━━━ Excerpted passage ━━━
Kori Schake, director of foreign and defense studies at the American Enterprise Institute, offers a more generous interpretation of Esper’s motives: He is trying to shield the Pentagon from any involvement, perceived or actual, in the partisan rancor of the election.
“I think it is fine that Secretary Esper is quietly around the world doing his job,” Schake told me. “I am much more worried about the political campaign and the president’s political advisers thrusting our military and the Defense Department civilian leadership into a position where they appear to be engaged in partisan politics.”
But Schake also acknowledges the importance of accountability.
“Everybody who has the privilege of holding public office in the United States needs to be accountable, and needs to be available to our journalists to assist in that accountability,” she said.
Dave Lapan, a retired Marine colonel and former Pentagon spokesman who is now vice president of communications at the Bipartisan Policy Center, says that experienced, savvy political operators — and he includes Esper in that category — know how to pivot away or deflect from a question they’d prefer not to answer. But the men and women who serve in the Defense Department and armed forces need a strong voice to answer and inform on their behalf, and there are times when that voice needs to come from the top.
━━━ Data block ━━━
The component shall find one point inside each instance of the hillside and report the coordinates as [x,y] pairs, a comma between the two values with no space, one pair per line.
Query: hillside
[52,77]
━━━
> _Tasks to complete_:
a – In the passage about Esper and the Pentagon, what role does Dave Lapan currently hold?
b – Please carry the passage about Esper and the Pentagon forward from its last sentence.
The lines have no connection to the passage about Esper and the Pentagon.

> _Expected results_:
a – He is vice president of communications at the Bipartisan Policy Center.

b –
“It’s fine for the secretary to want to keep the military out of politics,” Lapan said. “He can’t keep himself out of politics; he’s a political appointee. If he wants to avoid a lot of the political churn, that’s fine, but you don’t do it by going completely silent.”
Given the current uncertainty emanating from the White House following Trump’s COVID-19 diagnosis, Esper’s presence in the Pentagon briefing room could provide reassurance to the American public, the military and U.S. allies that the Defense Department is continuing to function normally.
Hours after news broke on Tuesday that most of the Joint Chiefs were in self-quarantine after exposure to a senior Coast Guard official who tested positive, Esper spoke at a think tank event. He didn’t veer from his script, which focused on Navy shipbuilding plans going all the way out to 2045, and took no questions from the press.
“He has a responsibility as the secretary of Defense to keep the public and the press informed about the DOD’s activities, and he has not done that,” Lapan said. “A critical [duty] is to be visible, to be out there speaking on behalf of the department and the men and women who serve in it, particularly in a time where there’s so much confusion and chaos around everything.”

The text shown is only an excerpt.